Task statement — Please update the rows starting at the line that contains "e.g. [(364, 305)]" and ending at the line that contains "[(34, 262)]", changing "asphalt" to "pavement" and leaving everything else as it is.

(Extracted data entries)
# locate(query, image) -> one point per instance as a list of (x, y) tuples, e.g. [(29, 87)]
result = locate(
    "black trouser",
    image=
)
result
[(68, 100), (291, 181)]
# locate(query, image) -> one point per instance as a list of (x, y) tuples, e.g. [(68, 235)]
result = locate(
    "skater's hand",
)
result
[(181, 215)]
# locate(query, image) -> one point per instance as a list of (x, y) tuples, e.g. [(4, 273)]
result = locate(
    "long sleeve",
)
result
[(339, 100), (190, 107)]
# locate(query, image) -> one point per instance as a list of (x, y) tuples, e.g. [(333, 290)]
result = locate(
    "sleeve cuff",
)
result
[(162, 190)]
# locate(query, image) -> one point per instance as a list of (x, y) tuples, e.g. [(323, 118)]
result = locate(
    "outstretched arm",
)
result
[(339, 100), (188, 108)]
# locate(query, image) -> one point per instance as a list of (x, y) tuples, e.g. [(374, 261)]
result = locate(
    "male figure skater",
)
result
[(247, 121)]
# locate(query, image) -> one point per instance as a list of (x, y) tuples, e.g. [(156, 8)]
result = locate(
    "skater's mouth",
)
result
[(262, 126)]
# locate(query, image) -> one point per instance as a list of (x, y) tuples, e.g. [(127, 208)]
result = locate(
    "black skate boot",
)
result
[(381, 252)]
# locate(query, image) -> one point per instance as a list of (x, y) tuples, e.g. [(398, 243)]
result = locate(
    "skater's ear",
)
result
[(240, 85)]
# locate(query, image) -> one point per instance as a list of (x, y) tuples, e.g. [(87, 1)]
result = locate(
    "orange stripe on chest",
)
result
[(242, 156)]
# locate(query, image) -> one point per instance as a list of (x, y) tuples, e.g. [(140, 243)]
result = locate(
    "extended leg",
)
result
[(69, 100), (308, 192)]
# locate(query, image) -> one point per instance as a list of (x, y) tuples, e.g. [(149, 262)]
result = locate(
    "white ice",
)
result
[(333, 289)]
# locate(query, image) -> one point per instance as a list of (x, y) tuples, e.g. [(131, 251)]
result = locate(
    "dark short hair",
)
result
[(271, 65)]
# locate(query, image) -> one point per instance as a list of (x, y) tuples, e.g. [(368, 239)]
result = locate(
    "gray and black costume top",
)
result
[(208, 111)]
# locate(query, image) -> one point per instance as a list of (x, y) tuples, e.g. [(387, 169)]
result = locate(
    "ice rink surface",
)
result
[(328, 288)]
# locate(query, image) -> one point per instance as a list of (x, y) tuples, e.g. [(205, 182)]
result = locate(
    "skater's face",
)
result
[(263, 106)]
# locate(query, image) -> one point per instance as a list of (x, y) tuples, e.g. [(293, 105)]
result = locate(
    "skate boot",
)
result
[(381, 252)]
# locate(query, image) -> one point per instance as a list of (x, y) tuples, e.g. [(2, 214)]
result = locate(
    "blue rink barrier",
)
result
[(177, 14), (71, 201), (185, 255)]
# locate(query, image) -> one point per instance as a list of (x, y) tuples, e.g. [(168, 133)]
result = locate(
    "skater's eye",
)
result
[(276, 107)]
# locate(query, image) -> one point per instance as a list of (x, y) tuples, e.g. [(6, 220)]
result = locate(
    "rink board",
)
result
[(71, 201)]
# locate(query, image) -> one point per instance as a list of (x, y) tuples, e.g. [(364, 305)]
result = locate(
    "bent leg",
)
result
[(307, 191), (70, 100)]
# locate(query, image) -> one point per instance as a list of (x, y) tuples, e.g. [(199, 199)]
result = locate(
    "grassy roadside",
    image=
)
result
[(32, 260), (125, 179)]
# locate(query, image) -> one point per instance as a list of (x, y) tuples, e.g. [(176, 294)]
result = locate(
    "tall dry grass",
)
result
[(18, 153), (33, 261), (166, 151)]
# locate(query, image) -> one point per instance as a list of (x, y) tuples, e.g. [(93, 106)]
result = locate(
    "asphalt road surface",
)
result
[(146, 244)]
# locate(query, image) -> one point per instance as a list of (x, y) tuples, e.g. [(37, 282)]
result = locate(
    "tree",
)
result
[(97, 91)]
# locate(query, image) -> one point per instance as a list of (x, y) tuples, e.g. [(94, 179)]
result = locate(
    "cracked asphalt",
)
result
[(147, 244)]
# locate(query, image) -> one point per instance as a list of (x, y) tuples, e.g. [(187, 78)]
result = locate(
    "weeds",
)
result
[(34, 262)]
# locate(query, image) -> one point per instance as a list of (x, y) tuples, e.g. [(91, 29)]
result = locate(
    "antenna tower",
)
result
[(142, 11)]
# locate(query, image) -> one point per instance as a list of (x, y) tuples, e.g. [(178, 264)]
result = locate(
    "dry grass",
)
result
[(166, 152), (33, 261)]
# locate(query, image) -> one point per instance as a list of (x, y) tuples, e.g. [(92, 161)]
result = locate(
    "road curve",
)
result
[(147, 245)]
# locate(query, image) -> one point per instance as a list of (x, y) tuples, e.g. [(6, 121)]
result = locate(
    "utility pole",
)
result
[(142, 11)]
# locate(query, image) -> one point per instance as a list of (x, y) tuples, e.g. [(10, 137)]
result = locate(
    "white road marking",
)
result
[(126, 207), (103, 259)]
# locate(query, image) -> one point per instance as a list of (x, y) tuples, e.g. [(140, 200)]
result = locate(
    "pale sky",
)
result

Complete output —
# locate(query, image) -> one point per instance as a list of (x, y) tuples, e.g. [(364, 305)]
result = locate(
    "bent leg",
)
result
[(307, 191), (70, 100)]
# locate(query, image) -> one point per instance as a list of (x, y) tuples, e.g. [(199, 199)]
result = locate(
    "grassy roadside",
    image=
)
result
[(32, 260), (125, 179)]
# locate(query, image) -> one point per instance as a list of (x, y) tuples, e.g. [(176, 294)]
result = locate(
    "tall dry grass",
)
result
[(18, 153), (33, 261), (166, 151)]
# locate(query, image) -> one point per instance as a list of (x, y) tuples, e.g. [(93, 106)]
result = locate(
    "pavement road surface",
)
result
[(146, 244)]
# locate(query, image) -> one point per instance as a list of (x, y) tuples, e.g. [(37, 282)]
result = locate(
    "tree",
)
result
[(97, 91)]
# locate(query, image) -> one point per instance as a list of (x, y) tuples, e.g. [(94, 179)]
result = locate(
    "cracked pavement",
)
result
[(147, 244)]
# locate(query, image) -> one point per instance as a list of (x, y) tuples, e.g. [(187, 78)]
result = locate(
    "weeds",
)
result
[(34, 262)]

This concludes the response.